Materials provided
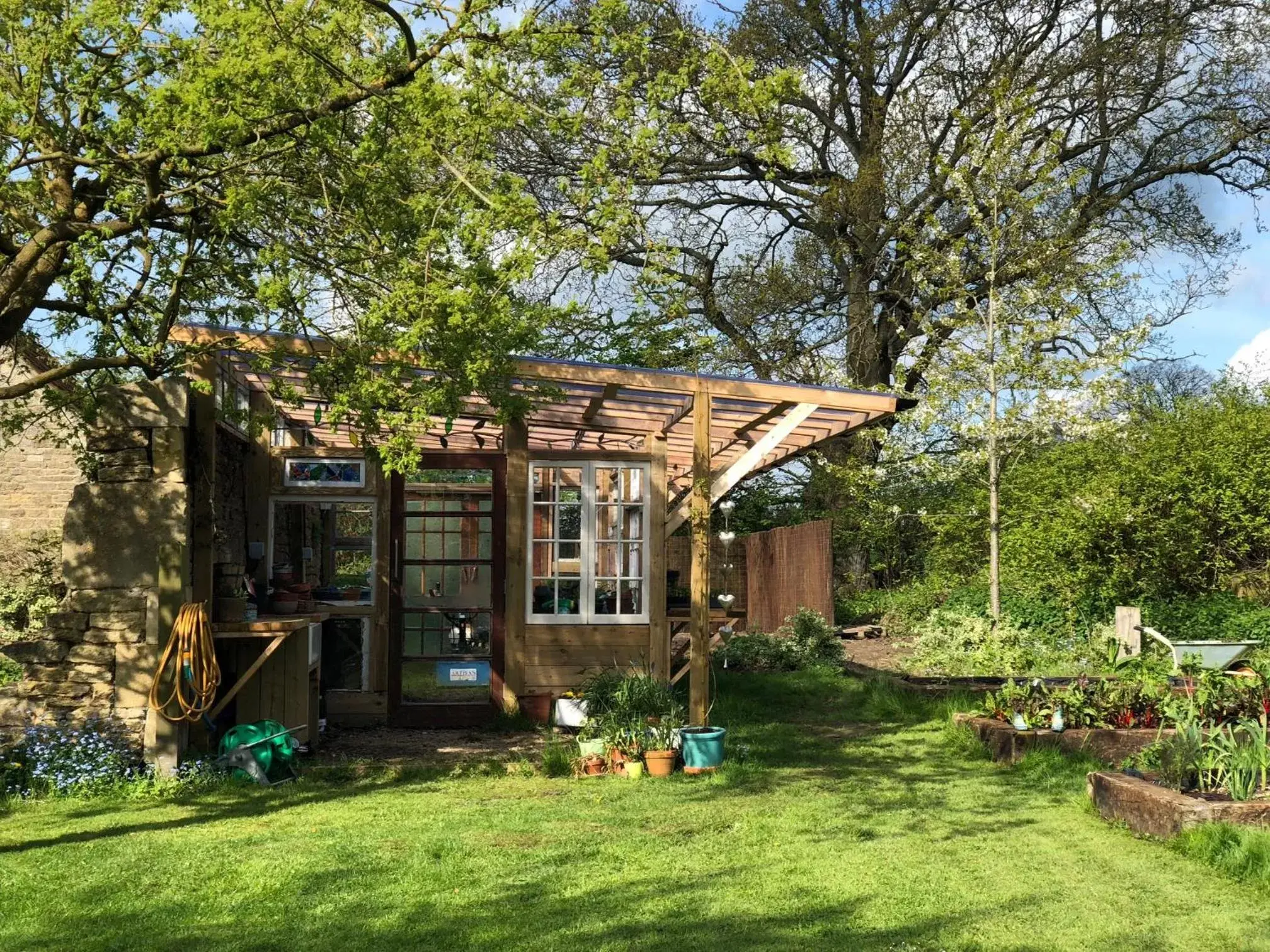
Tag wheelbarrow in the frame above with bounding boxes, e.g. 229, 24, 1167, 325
1134, 625, 1261, 671
216, 721, 301, 787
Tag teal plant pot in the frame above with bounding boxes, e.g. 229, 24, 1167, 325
578, 737, 605, 757
680, 727, 728, 771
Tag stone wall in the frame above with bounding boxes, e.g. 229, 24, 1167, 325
0, 380, 189, 745
212, 431, 250, 566
0, 430, 84, 536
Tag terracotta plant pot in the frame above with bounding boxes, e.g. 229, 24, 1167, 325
644, 750, 678, 777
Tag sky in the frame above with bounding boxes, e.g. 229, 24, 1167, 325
1143, 189, 1270, 380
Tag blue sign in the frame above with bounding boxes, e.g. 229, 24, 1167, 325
437, 661, 489, 688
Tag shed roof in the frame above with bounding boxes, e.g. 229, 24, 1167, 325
173, 325, 915, 490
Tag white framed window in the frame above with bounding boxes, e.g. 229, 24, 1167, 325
526, 461, 649, 625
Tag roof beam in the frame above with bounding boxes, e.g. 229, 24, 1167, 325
665, 404, 816, 536
581, 383, 621, 422
661, 394, 696, 433
170, 325, 913, 414
733, 400, 795, 447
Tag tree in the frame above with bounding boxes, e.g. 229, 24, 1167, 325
0, 0, 566, 467
898, 90, 1150, 622
503, 0, 1270, 394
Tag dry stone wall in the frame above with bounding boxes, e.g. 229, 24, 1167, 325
0, 381, 189, 745
0, 431, 84, 536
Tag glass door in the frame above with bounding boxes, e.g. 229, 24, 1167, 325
390, 456, 504, 726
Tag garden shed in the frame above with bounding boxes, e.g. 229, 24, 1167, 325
0, 326, 909, 766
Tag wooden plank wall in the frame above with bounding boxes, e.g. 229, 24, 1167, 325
522, 625, 649, 694
663, 536, 749, 612
217, 628, 318, 742
738, 519, 833, 632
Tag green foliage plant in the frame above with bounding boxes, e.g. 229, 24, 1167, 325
542, 734, 574, 777
716, 608, 842, 671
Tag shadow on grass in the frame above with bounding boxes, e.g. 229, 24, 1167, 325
0, 868, 1039, 952
0, 671, 1065, 854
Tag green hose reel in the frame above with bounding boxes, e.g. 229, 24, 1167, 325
216, 721, 300, 787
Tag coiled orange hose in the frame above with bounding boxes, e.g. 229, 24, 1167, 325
150, 602, 221, 723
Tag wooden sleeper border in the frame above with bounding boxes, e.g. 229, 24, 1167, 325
1085, 771, 1270, 838
952, 713, 1174, 764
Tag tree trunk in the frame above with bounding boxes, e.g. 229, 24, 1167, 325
988, 429, 1001, 622
987, 283, 1001, 626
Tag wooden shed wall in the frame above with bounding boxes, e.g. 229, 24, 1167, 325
523, 625, 649, 694
745, 519, 833, 631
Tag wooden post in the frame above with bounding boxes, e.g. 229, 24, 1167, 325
495, 420, 530, 711
689, 388, 710, 725
189, 354, 215, 611
646, 433, 670, 681
246, 390, 274, 596
1115, 606, 1141, 657
370, 461, 394, 694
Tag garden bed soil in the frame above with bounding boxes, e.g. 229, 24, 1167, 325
315, 727, 544, 767
952, 713, 1172, 764
1085, 771, 1270, 838
842, 635, 913, 674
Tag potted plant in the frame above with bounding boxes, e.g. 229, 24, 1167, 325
644, 708, 684, 777
578, 717, 605, 758
605, 717, 648, 777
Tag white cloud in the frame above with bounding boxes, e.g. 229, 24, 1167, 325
1227, 330, 1270, 383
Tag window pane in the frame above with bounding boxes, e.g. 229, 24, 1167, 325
622, 467, 644, 502
594, 581, 617, 615
596, 505, 617, 540
555, 542, 581, 576
556, 579, 581, 615
423, 612, 446, 657
532, 542, 555, 577
622, 505, 644, 538
534, 466, 555, 502
534, 505, 554, 538
596, 466, 621, 502
401, 661, 489, 702
596, 542, 621, 579
556, 505, 581, 540
534, 579, 555, 615
437, 612, 490, 655
401, 565, 493, 608
421, 533, 446, 558
622, 542, 644, 579
622, 581, 644, 615
556, 467, 581, 502
401, 612, 423, 655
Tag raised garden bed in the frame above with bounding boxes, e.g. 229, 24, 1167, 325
1086, 771, 1270, 837
952, 713, 1172, 764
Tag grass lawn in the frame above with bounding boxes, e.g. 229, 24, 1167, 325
0, 672, 1270, 952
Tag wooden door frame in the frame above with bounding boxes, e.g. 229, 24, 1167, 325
387, 452, 506, 727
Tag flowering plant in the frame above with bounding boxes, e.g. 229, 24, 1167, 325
3, 718, 146, 796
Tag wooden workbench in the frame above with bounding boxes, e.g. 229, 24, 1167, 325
212, 612, 330, 749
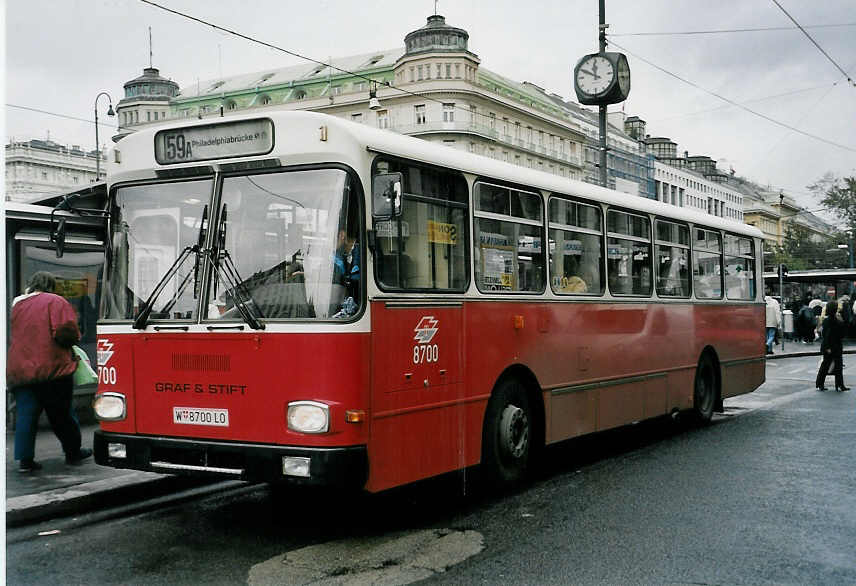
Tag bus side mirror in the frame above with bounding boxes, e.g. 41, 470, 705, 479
50, 218, 65, 258
372, 173, 403, 218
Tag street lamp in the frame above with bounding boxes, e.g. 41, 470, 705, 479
95, 92, 116, 181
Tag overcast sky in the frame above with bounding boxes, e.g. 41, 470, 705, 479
5, 0, 856, 208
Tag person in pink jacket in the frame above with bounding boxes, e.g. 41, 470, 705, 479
6, 271, 92, 472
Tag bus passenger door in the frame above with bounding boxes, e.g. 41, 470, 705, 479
368, 300, 464, 491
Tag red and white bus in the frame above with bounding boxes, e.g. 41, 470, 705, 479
90, 112, 764, 491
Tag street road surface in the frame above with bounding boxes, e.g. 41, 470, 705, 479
6, 357, 856, 585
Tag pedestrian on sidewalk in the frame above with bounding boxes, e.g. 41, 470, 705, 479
764, 295, 782, 354
815, 299, 850, 391
6, 271, 92, 472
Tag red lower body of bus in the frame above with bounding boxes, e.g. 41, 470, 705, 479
95, 299, 765, 491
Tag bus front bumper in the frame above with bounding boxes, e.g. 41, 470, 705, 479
93, 429, 368, 488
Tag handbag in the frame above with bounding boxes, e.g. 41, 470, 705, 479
71, 346, 98, 387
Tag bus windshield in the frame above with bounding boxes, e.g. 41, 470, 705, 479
102, 169, 361, 321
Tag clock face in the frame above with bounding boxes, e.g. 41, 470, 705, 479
618, 58, 630, 98
576, 55, 615, 96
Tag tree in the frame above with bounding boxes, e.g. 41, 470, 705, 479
770, 221, 841, 270
808, 173, 856, 234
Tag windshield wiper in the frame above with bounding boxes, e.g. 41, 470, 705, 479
206, 203, 265, 330
134, 244, 199, 330
134, 205, 208, 330
160, 204, 208, 315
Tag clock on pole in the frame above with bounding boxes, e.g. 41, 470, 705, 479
574, 51, 630, 105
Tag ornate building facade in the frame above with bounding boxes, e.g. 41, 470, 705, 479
6, 138, 104, 203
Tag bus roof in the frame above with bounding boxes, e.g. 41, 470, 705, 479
107, 110, 763, 238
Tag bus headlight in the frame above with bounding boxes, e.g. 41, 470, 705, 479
92, 392, 126, 421
287, 401, 330, 433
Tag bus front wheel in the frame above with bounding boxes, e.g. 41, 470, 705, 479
482, 379, 532, 484
693, 354, 718, 423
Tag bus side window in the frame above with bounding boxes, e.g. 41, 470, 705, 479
606, 210, 653, 297
373, 159, 469, 291
473, 182, 547, 293
693, 228, 722, 299
548, 196, 603, 295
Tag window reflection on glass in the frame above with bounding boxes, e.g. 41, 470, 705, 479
474, 218, 545, 292
101, 179, 213, 320
656, 244, 690, 297
725, 234, 755, 300
473, 183, 547, 293
550, 230, 603, 295
16, 240, 104, 364
549, 197, 603, 295
654, 220, 690, 297
216, 169, 362, 320
693, 228, 722, 299
606, 238, 651, 296
374, 159, 469, 291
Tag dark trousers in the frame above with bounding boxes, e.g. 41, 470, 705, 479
815, 352, 844, 389
14, 376, 81, 460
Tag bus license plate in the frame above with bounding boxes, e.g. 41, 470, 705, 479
172, 407, 229, 427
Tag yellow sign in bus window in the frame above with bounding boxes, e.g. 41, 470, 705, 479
428, 220, 458, 246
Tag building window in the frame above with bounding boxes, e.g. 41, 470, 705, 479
443, 103, 455, 122
377, 110, 389, 128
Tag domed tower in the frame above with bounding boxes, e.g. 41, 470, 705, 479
113, 67, 178, 142
395, 14, 480, 86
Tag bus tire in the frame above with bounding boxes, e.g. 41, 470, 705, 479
692, 353, 719, 424
482, 379, 533, 484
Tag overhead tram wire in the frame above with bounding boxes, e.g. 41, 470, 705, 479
760, 66, 853, 169
6, 102, 119, 128
772, 0, 856, 87
140, 0, 489, 127
608, 41, 856, 153
650, 80, 840, 122
609, 22, 856, 37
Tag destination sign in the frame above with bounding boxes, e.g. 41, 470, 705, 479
155, 118, 273, 165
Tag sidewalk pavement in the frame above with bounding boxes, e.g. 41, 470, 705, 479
6, 423, 196, 527
767, 338, 856, 360
6, 340, 856, 526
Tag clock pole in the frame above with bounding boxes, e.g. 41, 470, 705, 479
598, 0, 609, 187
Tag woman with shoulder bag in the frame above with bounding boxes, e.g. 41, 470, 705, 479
6, 271, 92, 472
815, 300, 850, 391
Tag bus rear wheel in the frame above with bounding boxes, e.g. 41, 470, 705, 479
693, 354, 718, 423
482, 380, 532, 484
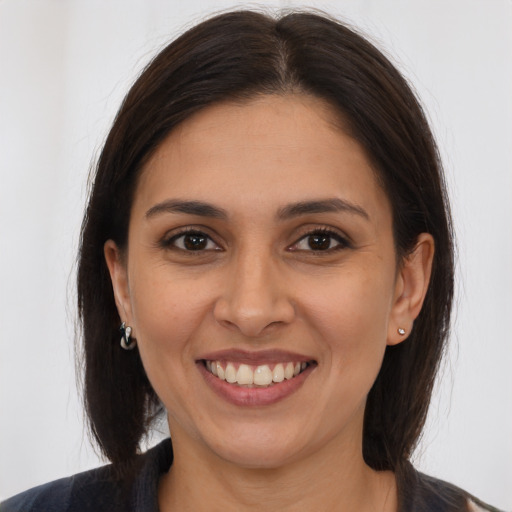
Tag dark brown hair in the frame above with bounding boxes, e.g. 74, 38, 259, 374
78, 11, 453, 484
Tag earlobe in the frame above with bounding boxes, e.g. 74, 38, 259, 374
103, 240, 132, 324
387, 233, 434, 345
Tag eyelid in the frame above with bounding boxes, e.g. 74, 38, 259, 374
158, 226, 224, 254
288, 226, 353, 254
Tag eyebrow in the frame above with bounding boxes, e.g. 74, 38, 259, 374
146, 199, 228, 220
277, 197, 370, 220
146, 197, 370, 220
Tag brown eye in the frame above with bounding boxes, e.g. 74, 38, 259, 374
290, 230, 350, 252
183, 234, 208, 251
164, 231, 220, 252
308, 234, 331, 251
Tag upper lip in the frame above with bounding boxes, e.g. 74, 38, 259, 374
198, 349, 314, 365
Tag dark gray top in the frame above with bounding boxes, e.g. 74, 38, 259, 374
0, 439, 500, 512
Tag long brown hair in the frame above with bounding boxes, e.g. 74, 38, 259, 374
78, 11, 453, 484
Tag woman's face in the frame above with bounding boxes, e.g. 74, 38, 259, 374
106, 96, 425, 467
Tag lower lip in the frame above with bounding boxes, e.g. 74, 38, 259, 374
197, 361, 315, 407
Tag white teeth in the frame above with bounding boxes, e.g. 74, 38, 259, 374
225, 363, 236, 384
236, 364, 254, 384
254, 364, 272, 386
205, 361, 308, 387
272, 363, 284, 382
213, 361, 226, 380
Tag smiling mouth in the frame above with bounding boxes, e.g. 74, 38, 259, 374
203, 360, 314, 388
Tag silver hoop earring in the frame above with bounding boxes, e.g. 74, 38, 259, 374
119, 322, 137, 350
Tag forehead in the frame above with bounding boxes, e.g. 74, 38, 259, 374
134, 95, 389, 224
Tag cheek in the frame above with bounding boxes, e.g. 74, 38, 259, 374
304, 270, 393, 372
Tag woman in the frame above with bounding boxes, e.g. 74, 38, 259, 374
2, 8, 504, 512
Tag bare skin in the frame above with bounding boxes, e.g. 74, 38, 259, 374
105, 95, 434, 512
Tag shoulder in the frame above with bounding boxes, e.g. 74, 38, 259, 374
0, 439, 172, 512
401, 467, 501, 512
0, 466, 128, 512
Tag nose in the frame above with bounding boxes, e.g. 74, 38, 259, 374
214, 249, 295, 338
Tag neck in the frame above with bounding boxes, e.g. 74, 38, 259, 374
159, 422, 397, 512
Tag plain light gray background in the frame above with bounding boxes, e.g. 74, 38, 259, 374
0, 0, 512, 509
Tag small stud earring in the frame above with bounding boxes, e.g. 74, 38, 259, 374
119, 322, 137, 350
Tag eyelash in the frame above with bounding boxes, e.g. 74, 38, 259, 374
160, 228, 351, 254
289, 228, 351, 254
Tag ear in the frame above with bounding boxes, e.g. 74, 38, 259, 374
103, 240, 132, 325
387, 233, 434, 345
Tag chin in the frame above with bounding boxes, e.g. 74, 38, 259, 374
204, 429, 312, 469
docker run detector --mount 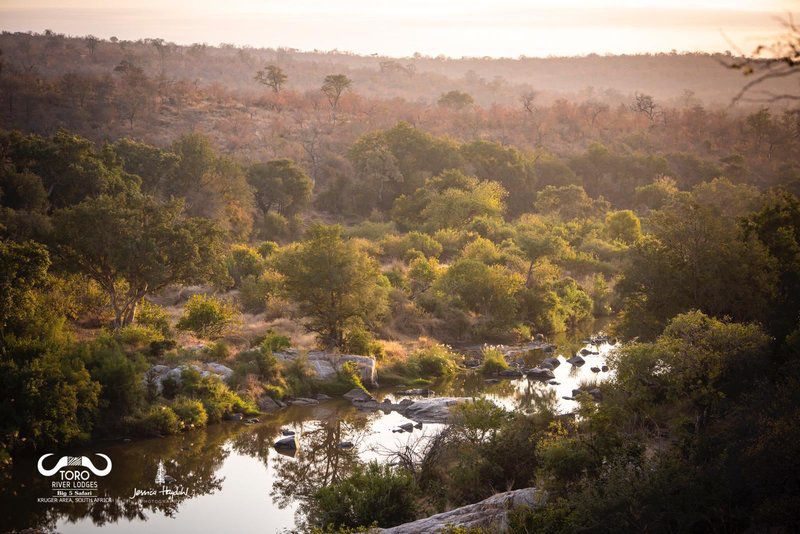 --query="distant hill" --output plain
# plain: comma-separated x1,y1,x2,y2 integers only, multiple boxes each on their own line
0,32,797,106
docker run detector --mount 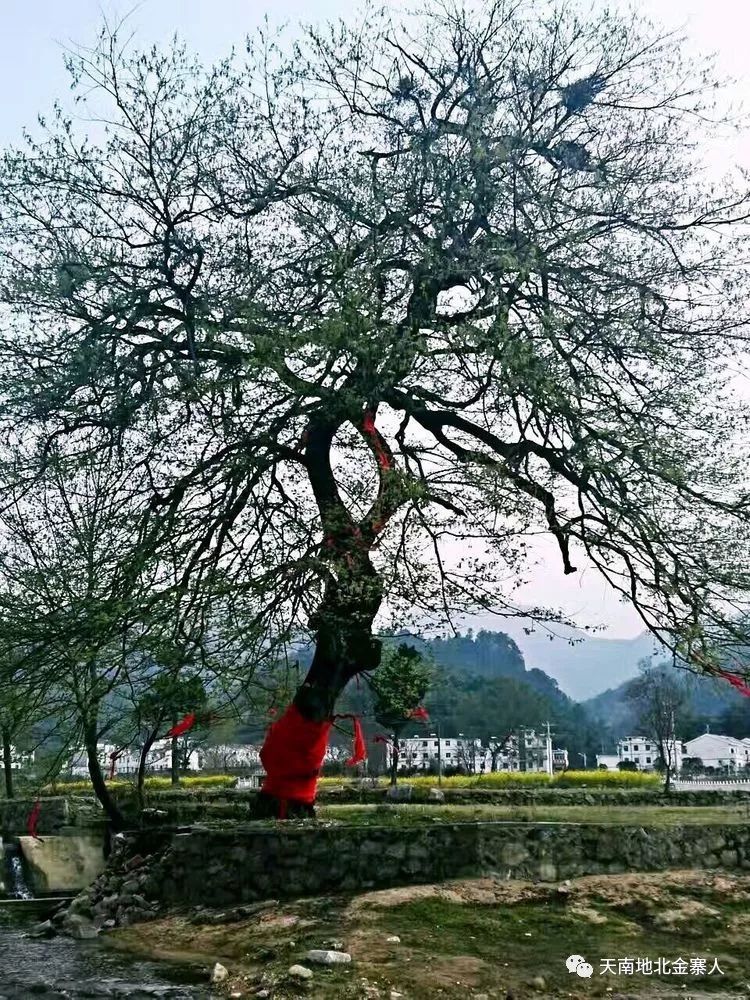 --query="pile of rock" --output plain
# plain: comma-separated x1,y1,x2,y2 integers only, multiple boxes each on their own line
31,837,162,938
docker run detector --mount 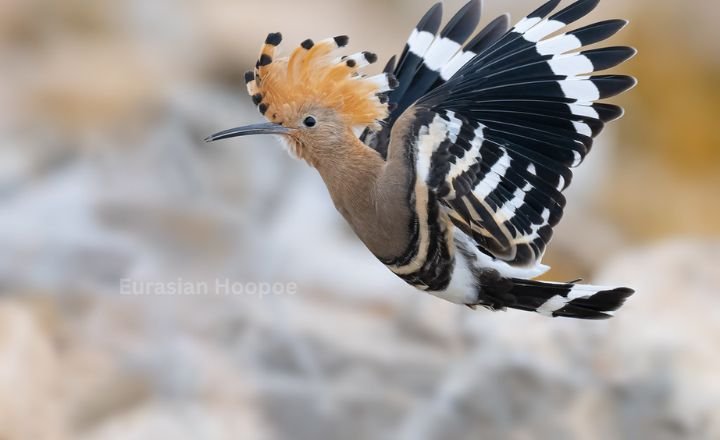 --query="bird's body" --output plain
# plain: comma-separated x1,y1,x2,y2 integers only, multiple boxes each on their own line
211,0,635,319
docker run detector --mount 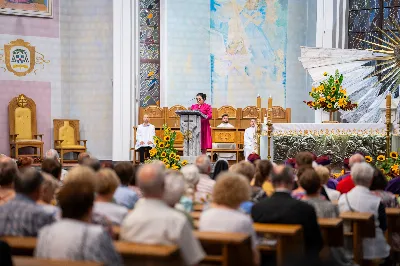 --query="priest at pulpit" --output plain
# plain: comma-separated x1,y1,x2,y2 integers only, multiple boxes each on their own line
135,114,156,163
243,119,256,160
190,93,212,154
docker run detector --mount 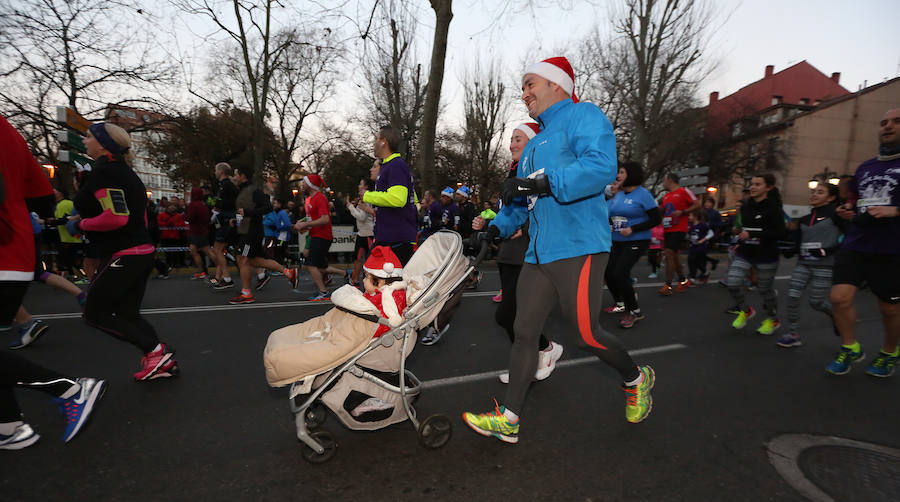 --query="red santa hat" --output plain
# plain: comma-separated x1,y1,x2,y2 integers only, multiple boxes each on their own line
303,174,325,190
522,57,578,103
363,246,403,279
515,122,541,139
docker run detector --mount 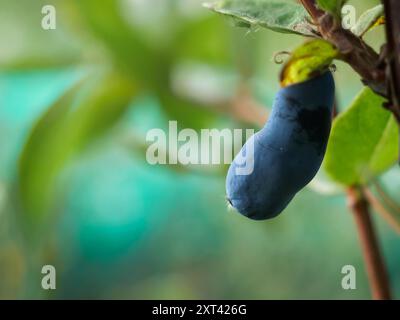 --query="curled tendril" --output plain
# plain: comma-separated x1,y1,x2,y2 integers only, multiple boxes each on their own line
273,51,291,64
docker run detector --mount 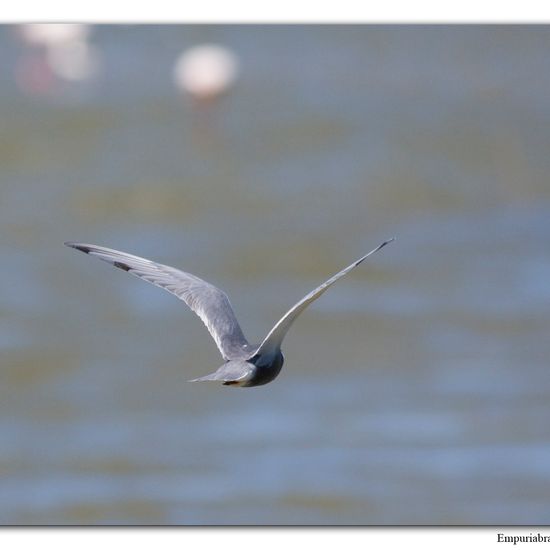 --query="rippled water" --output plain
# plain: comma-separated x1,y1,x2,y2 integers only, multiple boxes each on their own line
0,26,550,525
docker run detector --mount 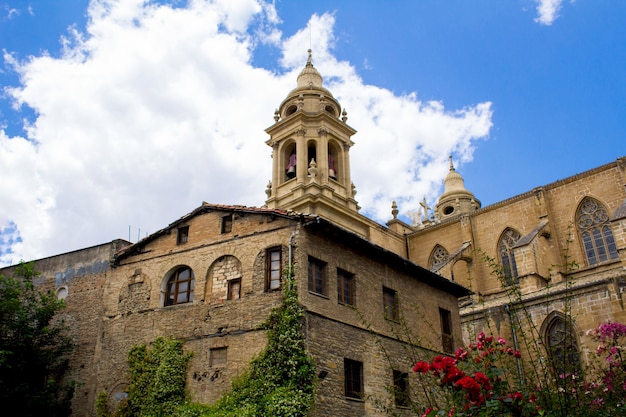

Task description
Copy the rows above verbatim, from their start through the line containing "680, 727, 728, 771", both ends included. Leave the pictures out of your answer.

Final result
Tag wheelbarrow in the frame above with bounding boxes, e.g. 229, 24, 1167, 325
1134, 625, 1261, 671
216, 721, 301, 787
Tag teal plant pot in the frame above with bounding boxes, e.g. 229, 24, 1167, 325
578, 737, 605, 757
680, 727, 728, 771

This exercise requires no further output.